• Given text

THE GIFT (378 pp.)-Vladimir Nabokov-Putnam ($5.95).

Vladimir Nabokov has the gift of tongue-specifically Russian and English. Famed for his novels in his second tongue (notably Pale Fire and Lolita), Nabokov has now released the English translation (which is partly his own) of The Gift, which is the last novel he wrote-26 years ago-in his native Russian. Without being a great book, it is clearly a book by a great writer; each sentence delights the ear or some area of the mind.

Nabokov’s young hero is very like the young Nabokov. Count Fyodor Godu-nov-Cherdyntsev is in his early 20s, living in exile in Berlin, struggling not to be crippled by memories of the ancient family estate in Leshino, and trying to get his poetry and prose published in impoverished emigre magazines. His sister marries and leaves for Paris; he meets and falls in love with Zina, a remotely fragile German girl. All of this is simple, and corresponds roughly to the facts of Nabokov’s own life.

But from the first page, the reader is off fiction’s flatlands into Nabokov’s magic world. His aristocratic Fyodor is a lord of language, and this patrimony cannot be expropriated.

The Gift is full of the gratuitous delights that a child finds in toys or picture books. Fyodor, like most young men who want to make their name and make love in the same breath, is a bit of a fool. In one wonderful scene his clothes are stolen as he polishes his poetry and suntan in a Berlin park. He would as gladly split a bottle as a hair.

His career as a one-man language school is a long parenthesis in the comedy of misunderstanding. Not only is teacher always playing hooky from his own school, but one of his students, who is a Dickensian portrait of infatuated complacence, actually loses command of the few English phrases he started with.

Blind, Deaf Blockhead. Fyodor has no politics (except to prefer a regime where “there is no equality and no authorities either”); he does not hanker for the Return; he does not brood on the past or hope for the future. His fellow emigres regard him as “a useless handicraftsman,” a “trickster” and an “arabesquer,” and he in turn regards the typical Russian emigre intellectual as “blind like Milton, deaf like Beethoven, and a blockhead to boot.”

But Fyodor lives in a world of emigres; their cards of identity have been canceled, the houses they built of them have collapsed. In Fyodor’s mind the irony inherent in the lives of displaced persons becomes explicit; it becomes a dancing landscape, in which his private Russian past of butterflies, poetry and childhood games blurs into the hateful Berlin present of landladies, “Germani-cally stupid” language students, and menacing politics, as the Weimar Republic, “oppressive as a headache,” clumsily snuffles toward its collapse. Fyodor’s trilingual life enables Nabokov to play complicated games with the meanings of words. Fyodor is a poet, and without warning his thoughts run in poetic form; only the reader wary of Nabokov’s incorrigible love of verbal conjuring will notice that whole pages printed as prose conceal rhyme schemes or blank verse and complicated prosodical measures.

• Dataset
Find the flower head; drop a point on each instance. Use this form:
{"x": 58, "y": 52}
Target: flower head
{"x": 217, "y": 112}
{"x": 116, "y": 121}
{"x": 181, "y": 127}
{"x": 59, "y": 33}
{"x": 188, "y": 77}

• To be done
#1 Please repeat the part of the review of The Gift starting at "The Gift is" and ending at "he started with.".
#2 According to the review of The Gift, in what city does Fyodor live in exile?
The items aren't needed here.

• Outputs
#1
The Gift is full of the gratuitous delights that a child finds in toys or picture books. Fyodor, like most young men who want to make their name and make love in the same breath, is a bit of a fool. In one wonderful scene his clothes are stolen as he polishes his poetry and suntan in a Berlin park. He would as gladly split a bottle as a hair.

His career as a one-man language school is a long parenthesis in the comedy of misunderstanding. Not only is teacher always playing hooky from his own school, but one of his students, who is a Dickensian portrait of infatuated complacence, actually loses command of the few English phrases he started with.

#2 Berlin.